***** Records for the exercise *****

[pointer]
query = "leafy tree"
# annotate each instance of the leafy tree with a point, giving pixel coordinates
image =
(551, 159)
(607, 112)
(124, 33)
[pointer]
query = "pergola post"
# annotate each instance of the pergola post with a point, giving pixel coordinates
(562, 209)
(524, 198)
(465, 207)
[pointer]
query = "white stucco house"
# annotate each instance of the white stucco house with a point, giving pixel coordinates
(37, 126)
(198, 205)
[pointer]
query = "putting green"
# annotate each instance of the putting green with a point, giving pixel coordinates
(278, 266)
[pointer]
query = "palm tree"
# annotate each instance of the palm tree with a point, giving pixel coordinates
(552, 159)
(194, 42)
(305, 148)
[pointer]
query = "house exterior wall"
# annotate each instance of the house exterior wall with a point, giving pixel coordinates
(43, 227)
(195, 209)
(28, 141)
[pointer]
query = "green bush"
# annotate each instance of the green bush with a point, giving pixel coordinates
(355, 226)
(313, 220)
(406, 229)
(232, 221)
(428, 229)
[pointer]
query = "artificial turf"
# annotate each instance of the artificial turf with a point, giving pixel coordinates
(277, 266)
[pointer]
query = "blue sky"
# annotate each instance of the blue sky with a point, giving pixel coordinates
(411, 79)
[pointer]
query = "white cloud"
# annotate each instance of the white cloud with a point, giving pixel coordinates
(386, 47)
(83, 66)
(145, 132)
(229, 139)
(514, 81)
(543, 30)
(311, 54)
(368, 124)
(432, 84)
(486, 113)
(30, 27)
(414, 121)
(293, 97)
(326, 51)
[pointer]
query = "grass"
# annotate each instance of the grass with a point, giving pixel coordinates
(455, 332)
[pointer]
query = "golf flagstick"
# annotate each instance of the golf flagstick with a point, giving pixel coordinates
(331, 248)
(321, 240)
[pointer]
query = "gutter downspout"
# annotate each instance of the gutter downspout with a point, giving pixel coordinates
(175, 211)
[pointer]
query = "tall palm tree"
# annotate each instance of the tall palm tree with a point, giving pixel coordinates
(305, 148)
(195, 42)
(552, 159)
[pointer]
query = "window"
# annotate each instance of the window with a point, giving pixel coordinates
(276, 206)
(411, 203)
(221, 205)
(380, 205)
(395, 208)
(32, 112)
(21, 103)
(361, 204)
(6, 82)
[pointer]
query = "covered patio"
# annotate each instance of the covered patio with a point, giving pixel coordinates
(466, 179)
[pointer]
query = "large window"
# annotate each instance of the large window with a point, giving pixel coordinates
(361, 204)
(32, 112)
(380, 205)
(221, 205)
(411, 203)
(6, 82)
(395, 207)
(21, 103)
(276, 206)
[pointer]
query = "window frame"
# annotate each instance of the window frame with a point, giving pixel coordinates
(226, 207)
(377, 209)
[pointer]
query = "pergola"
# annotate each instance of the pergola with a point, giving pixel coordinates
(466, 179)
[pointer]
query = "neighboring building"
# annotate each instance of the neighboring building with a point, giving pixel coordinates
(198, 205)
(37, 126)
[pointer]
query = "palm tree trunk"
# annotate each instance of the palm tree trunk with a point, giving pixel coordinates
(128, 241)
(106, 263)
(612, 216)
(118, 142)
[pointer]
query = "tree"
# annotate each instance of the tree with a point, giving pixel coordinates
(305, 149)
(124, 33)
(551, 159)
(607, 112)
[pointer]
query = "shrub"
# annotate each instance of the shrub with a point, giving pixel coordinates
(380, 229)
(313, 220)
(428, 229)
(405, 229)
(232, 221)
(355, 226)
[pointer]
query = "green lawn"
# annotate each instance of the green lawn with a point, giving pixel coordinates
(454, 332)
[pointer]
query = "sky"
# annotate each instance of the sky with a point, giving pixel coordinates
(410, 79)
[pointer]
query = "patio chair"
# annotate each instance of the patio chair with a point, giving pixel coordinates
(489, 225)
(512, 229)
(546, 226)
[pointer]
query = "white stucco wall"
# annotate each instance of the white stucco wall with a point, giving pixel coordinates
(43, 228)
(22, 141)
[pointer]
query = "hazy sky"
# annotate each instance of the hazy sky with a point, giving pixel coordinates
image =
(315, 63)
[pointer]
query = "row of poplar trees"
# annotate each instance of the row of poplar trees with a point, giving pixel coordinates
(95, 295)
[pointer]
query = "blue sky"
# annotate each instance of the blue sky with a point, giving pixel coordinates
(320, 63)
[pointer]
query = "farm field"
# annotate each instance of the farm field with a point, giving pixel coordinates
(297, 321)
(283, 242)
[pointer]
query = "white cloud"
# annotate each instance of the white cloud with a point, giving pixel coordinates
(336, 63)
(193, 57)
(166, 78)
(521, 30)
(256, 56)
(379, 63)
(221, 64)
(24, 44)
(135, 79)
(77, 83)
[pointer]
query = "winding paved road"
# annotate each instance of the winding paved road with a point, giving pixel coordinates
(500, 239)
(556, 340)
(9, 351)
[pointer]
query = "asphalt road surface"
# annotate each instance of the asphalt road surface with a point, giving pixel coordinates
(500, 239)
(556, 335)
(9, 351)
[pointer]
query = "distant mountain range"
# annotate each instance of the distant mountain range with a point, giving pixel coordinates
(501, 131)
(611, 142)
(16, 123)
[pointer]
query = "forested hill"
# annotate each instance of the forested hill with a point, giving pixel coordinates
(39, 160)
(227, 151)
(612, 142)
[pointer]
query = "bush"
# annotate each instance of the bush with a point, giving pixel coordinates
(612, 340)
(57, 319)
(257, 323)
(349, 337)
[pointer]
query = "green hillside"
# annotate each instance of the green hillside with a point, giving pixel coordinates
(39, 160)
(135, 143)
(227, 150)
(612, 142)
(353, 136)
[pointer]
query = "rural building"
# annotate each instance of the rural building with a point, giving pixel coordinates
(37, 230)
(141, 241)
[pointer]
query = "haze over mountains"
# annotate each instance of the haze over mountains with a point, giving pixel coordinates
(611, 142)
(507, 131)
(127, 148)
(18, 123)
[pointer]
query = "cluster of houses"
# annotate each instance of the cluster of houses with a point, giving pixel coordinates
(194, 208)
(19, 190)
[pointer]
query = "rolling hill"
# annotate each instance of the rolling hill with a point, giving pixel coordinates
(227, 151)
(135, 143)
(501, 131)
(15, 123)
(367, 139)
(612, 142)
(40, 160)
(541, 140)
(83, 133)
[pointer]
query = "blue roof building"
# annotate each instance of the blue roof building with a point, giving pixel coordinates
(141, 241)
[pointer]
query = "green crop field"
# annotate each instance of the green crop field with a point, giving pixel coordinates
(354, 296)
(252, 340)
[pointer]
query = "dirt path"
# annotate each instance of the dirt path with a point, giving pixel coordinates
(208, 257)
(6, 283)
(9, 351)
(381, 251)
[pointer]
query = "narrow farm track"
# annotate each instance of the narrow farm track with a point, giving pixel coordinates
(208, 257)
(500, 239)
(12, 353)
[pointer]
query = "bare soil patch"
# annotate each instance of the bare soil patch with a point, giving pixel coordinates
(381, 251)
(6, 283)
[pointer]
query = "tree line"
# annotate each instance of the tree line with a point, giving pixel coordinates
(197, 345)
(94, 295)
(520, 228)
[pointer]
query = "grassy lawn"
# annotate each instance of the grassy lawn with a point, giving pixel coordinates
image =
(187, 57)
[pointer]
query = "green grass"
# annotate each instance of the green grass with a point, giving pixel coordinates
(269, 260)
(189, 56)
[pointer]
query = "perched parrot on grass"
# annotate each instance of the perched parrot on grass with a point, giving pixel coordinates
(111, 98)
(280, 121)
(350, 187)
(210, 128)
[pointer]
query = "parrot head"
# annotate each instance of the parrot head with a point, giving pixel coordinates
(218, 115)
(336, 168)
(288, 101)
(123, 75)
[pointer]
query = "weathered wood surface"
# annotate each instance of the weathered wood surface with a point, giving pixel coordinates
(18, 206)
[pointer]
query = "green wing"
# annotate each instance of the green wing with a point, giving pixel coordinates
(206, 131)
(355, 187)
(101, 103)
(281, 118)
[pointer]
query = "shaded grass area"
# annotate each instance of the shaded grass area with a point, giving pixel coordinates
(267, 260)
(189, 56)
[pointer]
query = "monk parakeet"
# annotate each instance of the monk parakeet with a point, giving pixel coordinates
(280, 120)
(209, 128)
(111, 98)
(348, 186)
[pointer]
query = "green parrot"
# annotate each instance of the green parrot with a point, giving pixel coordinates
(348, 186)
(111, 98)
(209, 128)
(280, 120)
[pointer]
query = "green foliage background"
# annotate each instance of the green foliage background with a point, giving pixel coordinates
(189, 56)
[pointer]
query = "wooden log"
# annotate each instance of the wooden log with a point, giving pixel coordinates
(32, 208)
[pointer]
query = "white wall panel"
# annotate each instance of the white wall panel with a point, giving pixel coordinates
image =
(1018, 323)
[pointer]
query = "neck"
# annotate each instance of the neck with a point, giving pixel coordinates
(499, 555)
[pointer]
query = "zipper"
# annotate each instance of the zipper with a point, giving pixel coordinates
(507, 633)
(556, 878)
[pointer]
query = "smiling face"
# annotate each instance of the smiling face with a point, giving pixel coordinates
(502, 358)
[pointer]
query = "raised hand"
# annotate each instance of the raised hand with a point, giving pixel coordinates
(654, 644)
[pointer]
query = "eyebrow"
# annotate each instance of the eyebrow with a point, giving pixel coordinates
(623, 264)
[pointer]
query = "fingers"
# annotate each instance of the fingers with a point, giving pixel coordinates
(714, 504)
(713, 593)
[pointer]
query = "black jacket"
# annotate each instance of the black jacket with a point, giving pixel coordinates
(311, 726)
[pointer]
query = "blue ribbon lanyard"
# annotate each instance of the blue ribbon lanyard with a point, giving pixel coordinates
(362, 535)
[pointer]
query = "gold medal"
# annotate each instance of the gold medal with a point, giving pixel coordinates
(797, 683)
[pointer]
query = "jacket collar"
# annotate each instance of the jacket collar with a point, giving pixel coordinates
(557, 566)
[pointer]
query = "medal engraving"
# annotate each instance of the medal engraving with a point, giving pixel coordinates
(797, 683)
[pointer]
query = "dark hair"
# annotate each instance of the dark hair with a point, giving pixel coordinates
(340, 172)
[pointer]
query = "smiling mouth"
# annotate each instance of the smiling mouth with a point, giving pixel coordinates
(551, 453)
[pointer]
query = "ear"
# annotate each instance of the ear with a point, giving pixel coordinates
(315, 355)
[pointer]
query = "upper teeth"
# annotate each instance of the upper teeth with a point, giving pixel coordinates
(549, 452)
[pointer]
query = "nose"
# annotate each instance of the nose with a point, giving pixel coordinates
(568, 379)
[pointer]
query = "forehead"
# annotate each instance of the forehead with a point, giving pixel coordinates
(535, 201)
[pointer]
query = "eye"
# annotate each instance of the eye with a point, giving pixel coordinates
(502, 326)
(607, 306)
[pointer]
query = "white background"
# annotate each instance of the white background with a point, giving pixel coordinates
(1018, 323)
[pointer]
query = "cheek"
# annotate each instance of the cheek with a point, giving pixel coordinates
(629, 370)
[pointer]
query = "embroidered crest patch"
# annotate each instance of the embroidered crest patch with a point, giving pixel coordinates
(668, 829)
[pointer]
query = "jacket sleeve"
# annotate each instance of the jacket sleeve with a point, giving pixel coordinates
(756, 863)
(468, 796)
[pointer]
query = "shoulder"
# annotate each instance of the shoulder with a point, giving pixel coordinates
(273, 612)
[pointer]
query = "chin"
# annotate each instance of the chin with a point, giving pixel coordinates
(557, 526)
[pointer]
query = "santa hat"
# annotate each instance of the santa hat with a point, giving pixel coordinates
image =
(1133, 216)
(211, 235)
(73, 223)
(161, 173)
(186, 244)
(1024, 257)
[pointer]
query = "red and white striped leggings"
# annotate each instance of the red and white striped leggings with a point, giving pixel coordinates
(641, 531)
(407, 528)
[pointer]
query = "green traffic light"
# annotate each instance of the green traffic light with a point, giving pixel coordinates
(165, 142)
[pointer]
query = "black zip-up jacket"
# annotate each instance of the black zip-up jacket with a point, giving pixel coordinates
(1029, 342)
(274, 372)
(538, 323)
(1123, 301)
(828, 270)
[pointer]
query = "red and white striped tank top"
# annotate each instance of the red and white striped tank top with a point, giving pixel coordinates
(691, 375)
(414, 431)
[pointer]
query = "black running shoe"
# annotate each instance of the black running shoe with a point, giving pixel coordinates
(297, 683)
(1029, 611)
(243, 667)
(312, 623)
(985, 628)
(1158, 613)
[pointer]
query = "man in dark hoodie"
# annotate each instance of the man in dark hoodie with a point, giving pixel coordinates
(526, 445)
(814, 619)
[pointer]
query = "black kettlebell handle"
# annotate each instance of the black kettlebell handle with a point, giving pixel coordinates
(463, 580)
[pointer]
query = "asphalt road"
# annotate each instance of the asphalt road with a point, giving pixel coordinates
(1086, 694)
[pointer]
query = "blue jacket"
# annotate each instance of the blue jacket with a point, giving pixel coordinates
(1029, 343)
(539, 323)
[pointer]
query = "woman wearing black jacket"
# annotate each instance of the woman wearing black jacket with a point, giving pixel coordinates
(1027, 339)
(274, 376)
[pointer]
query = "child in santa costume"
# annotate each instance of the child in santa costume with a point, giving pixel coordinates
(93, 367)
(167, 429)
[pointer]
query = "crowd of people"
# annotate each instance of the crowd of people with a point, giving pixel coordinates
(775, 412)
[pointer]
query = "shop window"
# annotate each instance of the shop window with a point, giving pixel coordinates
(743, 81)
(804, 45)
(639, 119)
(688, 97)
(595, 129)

*****

▶ **Exercise details**
Locate each line in the rows above that contains the string "jacket", with matching capitalization, and copy those lines.

▶ **Completed exercise**
query = "black jacket"
# annotate each instance of the black jacket with a point, giving pixel coordinates
query = "jacket collar"
# annotate each instance of the jacket collar with a point, giving pixel coordinates
query = "jacket sleeve"
# annotate each instance of the jacket sleeve with a point, giving pixel coordinates
query = "black zip-up jacket"
# annotate each instance of the black zip-up jacket with a point, giving pixel coordinates
query = "blue jacket"
# annotate each instance of the blue jacket with a point, giving pixel coordinates
query = "woman wearing black jacket"
# annotate each instance of the woman wearing black jacket with a point, giving pixel coordinates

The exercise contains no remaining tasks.